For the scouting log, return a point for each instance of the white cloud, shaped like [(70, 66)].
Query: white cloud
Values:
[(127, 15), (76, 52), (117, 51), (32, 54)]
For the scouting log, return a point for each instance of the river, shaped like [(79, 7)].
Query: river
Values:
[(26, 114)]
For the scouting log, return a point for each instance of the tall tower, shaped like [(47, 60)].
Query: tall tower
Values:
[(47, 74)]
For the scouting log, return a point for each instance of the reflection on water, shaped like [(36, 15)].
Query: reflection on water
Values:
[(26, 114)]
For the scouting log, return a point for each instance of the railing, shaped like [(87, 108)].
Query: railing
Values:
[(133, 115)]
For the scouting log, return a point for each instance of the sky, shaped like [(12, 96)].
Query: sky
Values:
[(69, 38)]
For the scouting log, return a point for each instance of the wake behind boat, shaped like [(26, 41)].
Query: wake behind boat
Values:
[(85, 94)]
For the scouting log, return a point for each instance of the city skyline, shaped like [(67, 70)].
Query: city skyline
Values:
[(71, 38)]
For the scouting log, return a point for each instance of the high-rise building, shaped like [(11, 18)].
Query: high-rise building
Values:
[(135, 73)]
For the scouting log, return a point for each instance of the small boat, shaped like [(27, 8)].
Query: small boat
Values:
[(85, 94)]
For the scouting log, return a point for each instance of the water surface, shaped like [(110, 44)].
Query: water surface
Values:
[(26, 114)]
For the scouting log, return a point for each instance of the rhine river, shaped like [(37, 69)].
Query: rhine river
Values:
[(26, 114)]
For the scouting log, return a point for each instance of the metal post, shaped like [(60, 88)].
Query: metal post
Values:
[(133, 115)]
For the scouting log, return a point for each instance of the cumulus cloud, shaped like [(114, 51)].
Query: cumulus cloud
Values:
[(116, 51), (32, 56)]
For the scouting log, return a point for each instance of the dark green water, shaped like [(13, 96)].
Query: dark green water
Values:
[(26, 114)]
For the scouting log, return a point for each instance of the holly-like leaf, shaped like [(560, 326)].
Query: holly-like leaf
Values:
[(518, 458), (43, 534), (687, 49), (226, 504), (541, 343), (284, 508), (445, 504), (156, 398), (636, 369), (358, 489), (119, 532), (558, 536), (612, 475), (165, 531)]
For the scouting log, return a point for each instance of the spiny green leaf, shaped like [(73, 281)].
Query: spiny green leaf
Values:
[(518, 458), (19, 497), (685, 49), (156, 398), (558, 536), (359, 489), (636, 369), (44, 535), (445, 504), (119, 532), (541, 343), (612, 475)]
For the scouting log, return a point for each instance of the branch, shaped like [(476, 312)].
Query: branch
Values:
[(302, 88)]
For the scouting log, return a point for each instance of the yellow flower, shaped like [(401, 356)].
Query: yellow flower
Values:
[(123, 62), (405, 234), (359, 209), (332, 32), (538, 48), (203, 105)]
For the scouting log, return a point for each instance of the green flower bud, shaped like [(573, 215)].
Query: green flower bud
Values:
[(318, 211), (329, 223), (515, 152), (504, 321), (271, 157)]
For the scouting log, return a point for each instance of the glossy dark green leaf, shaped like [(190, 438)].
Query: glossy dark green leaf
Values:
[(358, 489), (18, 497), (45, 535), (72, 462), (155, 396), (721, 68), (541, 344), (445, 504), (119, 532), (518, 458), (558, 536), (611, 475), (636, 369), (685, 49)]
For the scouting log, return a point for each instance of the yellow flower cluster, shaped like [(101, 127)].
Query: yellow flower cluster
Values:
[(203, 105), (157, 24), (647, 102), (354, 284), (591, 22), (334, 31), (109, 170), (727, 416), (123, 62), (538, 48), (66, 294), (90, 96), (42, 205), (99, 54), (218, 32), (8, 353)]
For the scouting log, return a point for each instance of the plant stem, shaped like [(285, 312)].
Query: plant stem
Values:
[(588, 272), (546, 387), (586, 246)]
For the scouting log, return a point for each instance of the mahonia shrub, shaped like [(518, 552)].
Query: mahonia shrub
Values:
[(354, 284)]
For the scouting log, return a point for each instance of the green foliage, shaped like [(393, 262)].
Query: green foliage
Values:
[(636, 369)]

________________________________________

Task brief: Write out every entry verbatim.

Your solution:
For the scouting log, return a point for each instance of the white cloud, shaped like [(70, 66)].
Query: white cloud
Values:
[(127, 15), (76, 52), (117, 51), (32, 54)]
For the scouting log, return a point for each instance of the river, shaped like [(79, 7)].
Query: river
Values:
[(26, 114)]
For the scouting log, return a point for each instance of the tall tower, shaped like [(47, 60)].
Query: tall tower
Values:
[(47, 74)]
For the scouting log, return a point for each instance of the reflection on water, shaped like [(36, 15)].
Query: reflection on water
Values:
[(26, 114)]
For the scouting log, return a point for each instance of the railing, shaped like [(87, 108)].
Query: railing
Values:
[(133, 115)]
For the scouting log, return a point for each instance of the sky, shaped like [(12, 96)].
Query: sky
Values:
[(69, 38)]
For the scouting log, return a point for each instance of the wake behind boat, shaped like [(26, 41)].
Query: wake behind boat
Values:
[(85, 94)]
For the scouting log, return a point for each instance of the city skyline, shaped like [(67, 70)].
Query: city skyline
Values:
[(71, 38)]
For the scouting log, return a point for each instance of the high-rise building, shaped like [(11, 18)].
Query: high-rise building
Values:
[(135, 73)]
For the scouting log, return a point for each instance of the small boat, shaped like [(27, 8)].
Query: small boat
Values:
[(85, 94)]
For the scouting log, return a point for each instance of the water surface, shaped like [(110, 44)].
Query: water surface
Values:
[(26, 114)]
For the scouting log, return a point for each instance of the rhine river, shaped like [(37, 69)].
Query: rhine river
Values:
[(26, 114)]
For the scouting log, return a point for each instance of the metal post, shaped like [(60, 88)].
Query: metal post
Values:
[(133, 115)]
For the scouting log, return a point for each instance of the cumulus cloud, shaped like [(114, 51)].
Query: cumulus cloud
Values:
[(116, 51), (32, 56)]
For the scouting log, return a point for each instance of the dark green water, shaped like [(13, 96)].
Query: dark green water
Values:
[(26, 114)]
For the scouting log, return a point for each instance of the holly-like leaf, shaped like [(560, 326)].
Query: holly-like leaf
Values:
[(518, 458), (43, 534), (687, 49), (226, 504), (541, 343), (284, 508), (445, 504), (156, 398), (636, 369), (358, 489), (119, 532), (558, 536), (612, 475), (165, 531)]
For the scouting log, return a point for each instance of the spiny green leaf, shaped like [(73, 281)].
Query: spiny green leaf
Values:
[(518, 458), (19, 497), (685, 49), (156, 398), (558, 536), (359, 489), (636, 369), (44, 535), (445, 504), (119, 532), (541, 343), (612, 475)]
For the scouting log, return a point for each instance of the branch, shaped like [(476, 312)].
Query: branch
Values:
[(302, 88)]
For the scouting log, return a point for each instance of the yellow flower, shaped like [(401, 356)].
Query: yellow flower
Values:
[(123, 62), (405, 234), (359, 209), (332, 32), (538, 48), (203, 105)]
For the scouting log, return a point for each instance of the green flower bud, shaped like [(573, 215)].
Query: green flower bud
Values:
[(318, 211), (329, 223), (515, 152), (504, 321), (271, 157)]
For the scouting log, return a point for each instance of the glossy dark green leaf, shaped like [(190, 438)].
Query: glossy dark green leaf
Values:
[(358, 489), (18, 497), (45, 535), (72, 462), (155, 396), (721, 68), (541, 344), (445, 504), (119, 532), (518, 458), (558, 536), (611, 475), (636, 369), (685, 49)]
For the scouting log, return a point for each instance of the yellow flower cluster, shaped like [(101, 127)].
Query: yellow flower cluster
Values:
[(203, 105), (157, 24), (647, 102), (354, 284), (591, 22), (334, 31), (109, 170), (727, 416), (123, 62), (538, 48), (66, 294), (90, 96), (42, 205), (99, 54), (218, 32), (8, 353)]
For the scouting log, return a point for each instance of the plant stem, shaped like [(285, 312)].
Query: plant stem
Values:
[(588, 272), (546, 387), (586, 246)]
For the scouting log, return a point for each instance of the mahonia shrub, shaped like [(518, 552)].
Query: mahonia shrub
Values:
[(354, 284)]
For the scouting log, return a point for each instance of the green foliage, shaped like [(393, 262)].
Query: green foliage
Values:
[(636, 369)]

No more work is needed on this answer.